Stored data entries:
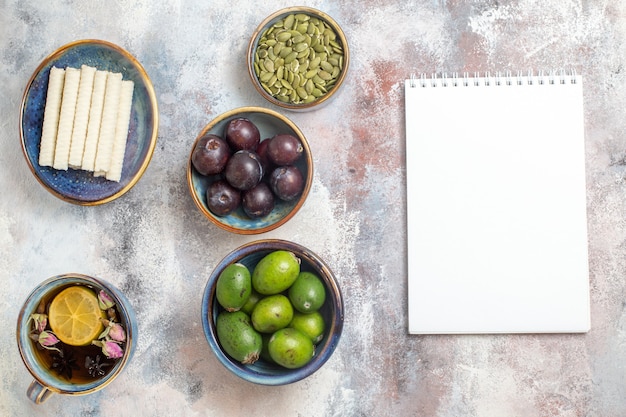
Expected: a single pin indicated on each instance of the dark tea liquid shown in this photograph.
(80, 372)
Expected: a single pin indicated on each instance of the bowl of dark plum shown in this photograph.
(250, 170)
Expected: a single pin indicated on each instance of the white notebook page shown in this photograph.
(496, 206)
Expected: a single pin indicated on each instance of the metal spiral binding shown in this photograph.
(497, 79)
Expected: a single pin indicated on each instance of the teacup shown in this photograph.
(64, 369)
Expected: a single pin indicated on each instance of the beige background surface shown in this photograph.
(158, 248)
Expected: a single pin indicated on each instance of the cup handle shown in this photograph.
(37, 392)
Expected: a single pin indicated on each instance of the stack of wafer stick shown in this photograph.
(86, 121)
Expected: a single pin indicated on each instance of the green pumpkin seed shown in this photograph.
(289, 58)
(288, 21)
(326, 66)
(283, 36)
(298, 59)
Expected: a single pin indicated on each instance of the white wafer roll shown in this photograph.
(95, 117)
(51, 116)
(81, 117)
(109, 122)
(121, 131)
(66, 118)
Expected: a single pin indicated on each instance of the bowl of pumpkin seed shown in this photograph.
(298, 58)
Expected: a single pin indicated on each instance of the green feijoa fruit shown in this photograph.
(237, 336)
(291, 348)
(275, 272)
(233, 287)
(307, 293)
(272, 313)
(265, 353)
(311, 324)
(252, 300)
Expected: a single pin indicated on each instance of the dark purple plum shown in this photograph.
(243, 170)
(258, 201)
(210, 154)
(242, 134)
(284, 149)
(286, 182)
(261, 151)
(222, 198)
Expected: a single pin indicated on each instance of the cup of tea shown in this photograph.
(75, 334)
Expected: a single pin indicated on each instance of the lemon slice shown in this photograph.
(75, 316)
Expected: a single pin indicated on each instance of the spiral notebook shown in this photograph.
(496, 204)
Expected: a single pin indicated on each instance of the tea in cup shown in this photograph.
(75, 335)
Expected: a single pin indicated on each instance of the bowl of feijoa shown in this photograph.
(250, 170)
(272, 312)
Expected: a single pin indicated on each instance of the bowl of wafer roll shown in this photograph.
(89, 122)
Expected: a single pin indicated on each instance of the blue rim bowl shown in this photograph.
(269, 123)
(262, 372)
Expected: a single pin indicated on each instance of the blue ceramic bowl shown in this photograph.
(262, 372)
(76, 186)
(269, 123)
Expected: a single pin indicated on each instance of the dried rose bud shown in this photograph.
(113, 331)
(40, 321)
(105, 301)
(110, 348)
(46, 339)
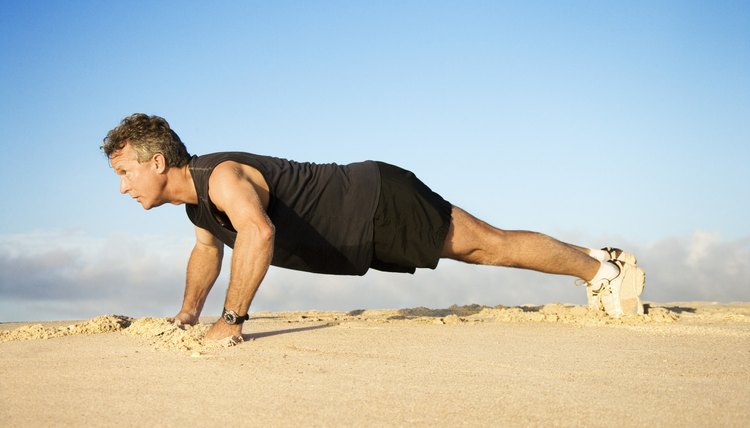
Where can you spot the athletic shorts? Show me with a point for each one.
(411, 223)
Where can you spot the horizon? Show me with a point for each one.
(600, 124)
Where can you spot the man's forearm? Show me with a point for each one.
(250, 261)
(203, 268)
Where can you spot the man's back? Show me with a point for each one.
(322, 212)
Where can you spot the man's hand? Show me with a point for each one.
(221, 330)
(184, 318)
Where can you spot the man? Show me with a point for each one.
(335, 219)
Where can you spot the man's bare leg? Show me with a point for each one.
(473, 241)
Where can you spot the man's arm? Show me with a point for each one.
(203, 268)
(235, 193)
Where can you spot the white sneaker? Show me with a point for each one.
(620, 295)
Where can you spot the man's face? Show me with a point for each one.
(142, 181)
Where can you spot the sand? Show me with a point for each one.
(681, 364)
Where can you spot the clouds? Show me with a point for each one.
(53, 275)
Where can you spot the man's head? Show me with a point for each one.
(147, 135)
(141, 150)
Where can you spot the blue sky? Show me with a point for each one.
(624, 123)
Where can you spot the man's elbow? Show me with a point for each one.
(267, 233)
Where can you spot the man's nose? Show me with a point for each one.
(124, 187)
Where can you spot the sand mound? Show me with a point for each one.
(159, 332)
(102, 324)
(163, 334)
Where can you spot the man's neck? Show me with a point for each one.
(180, 187)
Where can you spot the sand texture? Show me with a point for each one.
(683, 364)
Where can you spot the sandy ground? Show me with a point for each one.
(685, 364)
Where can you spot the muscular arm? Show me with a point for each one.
(203, 268)
(235, 193)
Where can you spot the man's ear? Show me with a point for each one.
(160, 163)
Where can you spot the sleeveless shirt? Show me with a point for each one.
(322, 213)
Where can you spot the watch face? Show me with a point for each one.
(230, 318)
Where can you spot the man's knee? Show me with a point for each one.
(472, 240)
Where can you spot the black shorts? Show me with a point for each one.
(410, 223)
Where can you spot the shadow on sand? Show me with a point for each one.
(254, 336)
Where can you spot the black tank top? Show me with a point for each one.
(322, 212)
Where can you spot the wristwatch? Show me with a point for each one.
(231, 317)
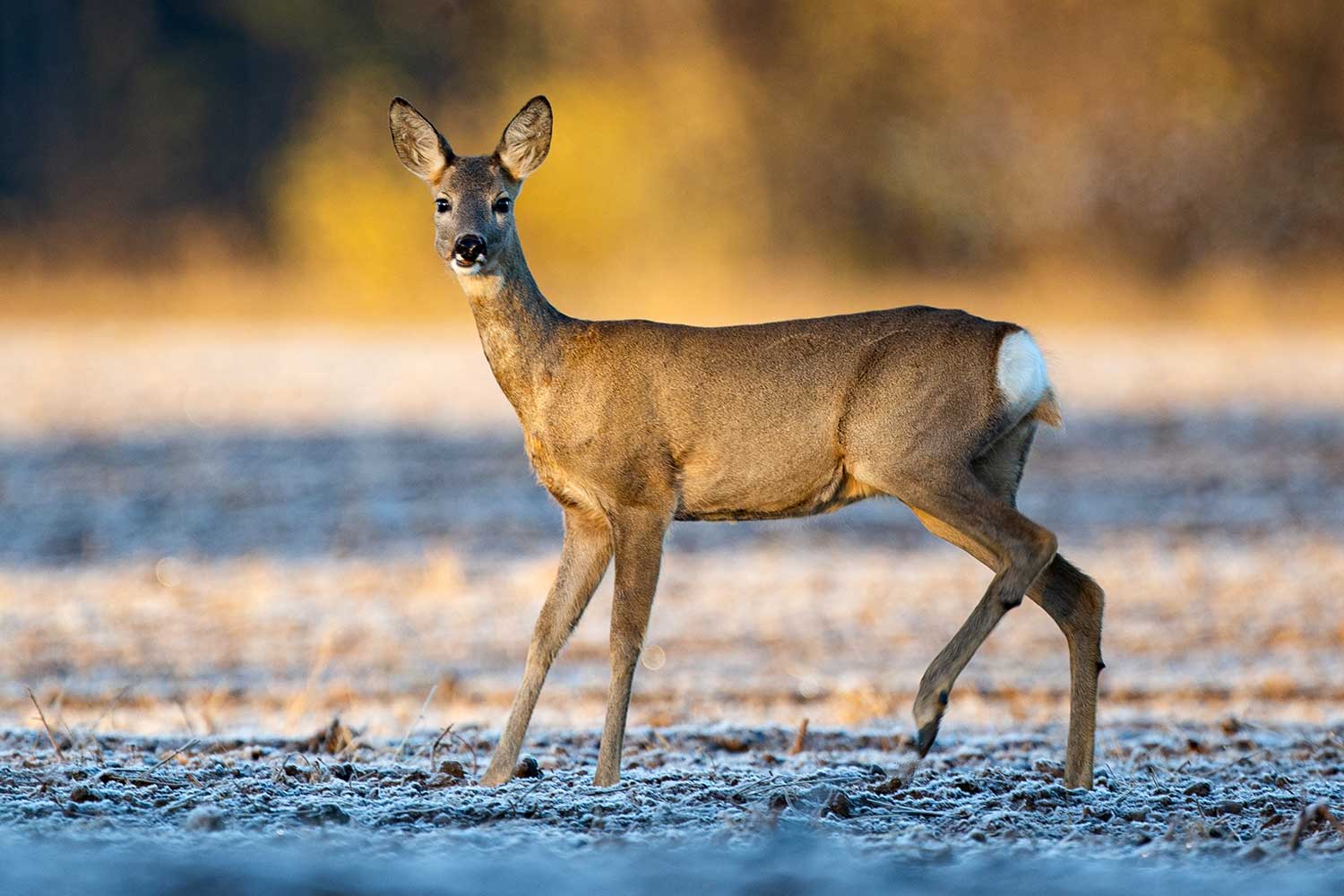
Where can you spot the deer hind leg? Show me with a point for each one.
(1073, 599)
(583, 559)
(639, 554)
(1019, 551)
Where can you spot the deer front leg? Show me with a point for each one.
(588, 549)
(639, 554)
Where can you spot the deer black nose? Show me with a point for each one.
(468, 247)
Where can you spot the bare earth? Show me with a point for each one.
(225, 540)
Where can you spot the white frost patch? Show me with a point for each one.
(1021, 373)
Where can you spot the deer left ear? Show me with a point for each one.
(526, 140)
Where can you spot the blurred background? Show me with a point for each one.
(228, 158)
(254, 471)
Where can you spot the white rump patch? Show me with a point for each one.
(1021, 374)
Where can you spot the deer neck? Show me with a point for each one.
(516, 325)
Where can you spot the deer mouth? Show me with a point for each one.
(464, 266)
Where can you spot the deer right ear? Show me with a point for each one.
(418, 144)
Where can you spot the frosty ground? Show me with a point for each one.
(215, 543)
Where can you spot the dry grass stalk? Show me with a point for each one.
(800, 742)
(1314, 814)
(401, 747)
(46, 727)
(166, 759)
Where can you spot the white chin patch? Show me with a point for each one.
(1021, 374)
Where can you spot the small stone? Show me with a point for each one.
(323, 814)
(839, 805)
(443, 780)
(204, 818)
(82, 794)
(889, 786)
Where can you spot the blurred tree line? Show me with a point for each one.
(914, 134)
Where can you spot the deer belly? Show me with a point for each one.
(765, 489)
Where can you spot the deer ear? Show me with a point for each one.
(418, 144)
(526, 140)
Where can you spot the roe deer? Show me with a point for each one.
(632, 425)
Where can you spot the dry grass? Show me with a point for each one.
(254, 530)
(215, 289)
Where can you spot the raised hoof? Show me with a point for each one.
(607, 780)
(925, 737)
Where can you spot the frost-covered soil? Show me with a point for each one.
(220, 541)
(1226, 797)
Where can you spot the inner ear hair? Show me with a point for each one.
(526, 140)
(418, 144)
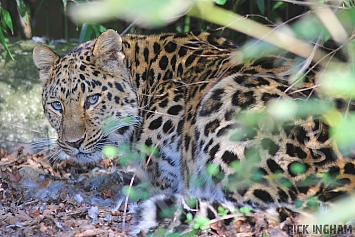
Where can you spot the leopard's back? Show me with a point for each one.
(207, 117)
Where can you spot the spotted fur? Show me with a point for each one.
(186, 96)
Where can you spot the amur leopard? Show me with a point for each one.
(187, 96)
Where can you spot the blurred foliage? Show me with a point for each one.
(5, 22)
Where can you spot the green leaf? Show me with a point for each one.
(2, 40)
(220, 2)
(261, 6)
(277, 5)
(85, 32)
(7, 19)
(110, 151)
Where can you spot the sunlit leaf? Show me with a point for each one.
(338, 81)
(7, 19)
(261, 5)
(110, 151)
(221, 2)
(343, 133)
(2, 40)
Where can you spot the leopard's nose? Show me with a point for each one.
(75, 144)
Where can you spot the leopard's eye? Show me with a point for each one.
(56, 105)
(93, 99)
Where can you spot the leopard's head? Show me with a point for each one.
(87, 96)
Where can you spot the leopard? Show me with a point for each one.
(205, 113)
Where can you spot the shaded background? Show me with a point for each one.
(21, 118)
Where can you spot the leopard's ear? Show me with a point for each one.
(107, 51)
(44, 59)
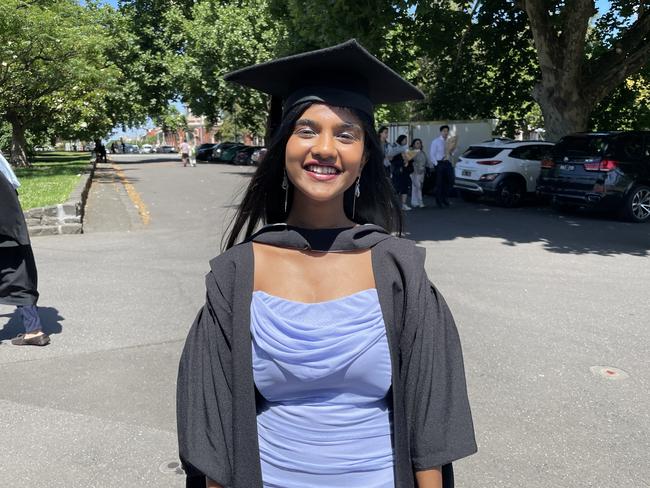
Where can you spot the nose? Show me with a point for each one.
(324, 147)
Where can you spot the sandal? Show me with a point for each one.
(39, 340)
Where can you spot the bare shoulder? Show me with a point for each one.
(309, 276)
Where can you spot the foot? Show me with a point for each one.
(33, 339)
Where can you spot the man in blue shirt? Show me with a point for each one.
(444, 170)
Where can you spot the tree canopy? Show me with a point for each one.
(76, 71)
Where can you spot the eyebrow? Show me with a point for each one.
(315, 125)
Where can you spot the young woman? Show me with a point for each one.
(420, 162)
(323, 356)
(400, 168)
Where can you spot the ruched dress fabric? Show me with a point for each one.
(324, 372)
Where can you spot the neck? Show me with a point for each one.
(310, 214)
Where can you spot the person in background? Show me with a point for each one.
(420, 161)
(193, 153)
(444, 170)
(100, 151)
(18, 276)
(386, 146)
(185, 153)
(401, 170)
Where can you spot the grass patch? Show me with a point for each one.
(51, 178)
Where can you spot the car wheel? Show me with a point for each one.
(469, 196)
(637, 204)
(509, 193)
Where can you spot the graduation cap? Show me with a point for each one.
(345, 75)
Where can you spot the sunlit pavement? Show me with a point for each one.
(547, 306)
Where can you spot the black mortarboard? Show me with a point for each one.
(344, 75)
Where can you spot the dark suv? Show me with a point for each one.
(605, 170)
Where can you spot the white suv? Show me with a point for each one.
(504, 170)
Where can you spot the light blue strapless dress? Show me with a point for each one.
(324, 371)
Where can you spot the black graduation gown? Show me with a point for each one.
(216, 396)
(18, 277)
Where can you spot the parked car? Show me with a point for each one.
(504, 170)
(204, 151)
(258, 156)
(604, 170)
(245, 154)
(226, 151)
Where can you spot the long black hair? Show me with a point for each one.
(263, 201)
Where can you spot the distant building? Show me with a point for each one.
(198, 130)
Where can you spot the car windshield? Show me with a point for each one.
(480, 152)
(583, 146)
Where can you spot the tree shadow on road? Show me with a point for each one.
(574, 233)
(50, 320)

TASK BRIEF: The "Where can you spot the distant" line through the last line above: set these down exactly and add nothing else.

EXERCISE RESULT:
Where can you spot the distant building? Show me with a point for each one.
(198, 130)
Where can you spot the car windshield? Show me with a point for each one.
(480, 152)
(583, 146)
Where can you spot the tree shadow on road? Show me with a point for each one.
(574, 233)
(50, 320)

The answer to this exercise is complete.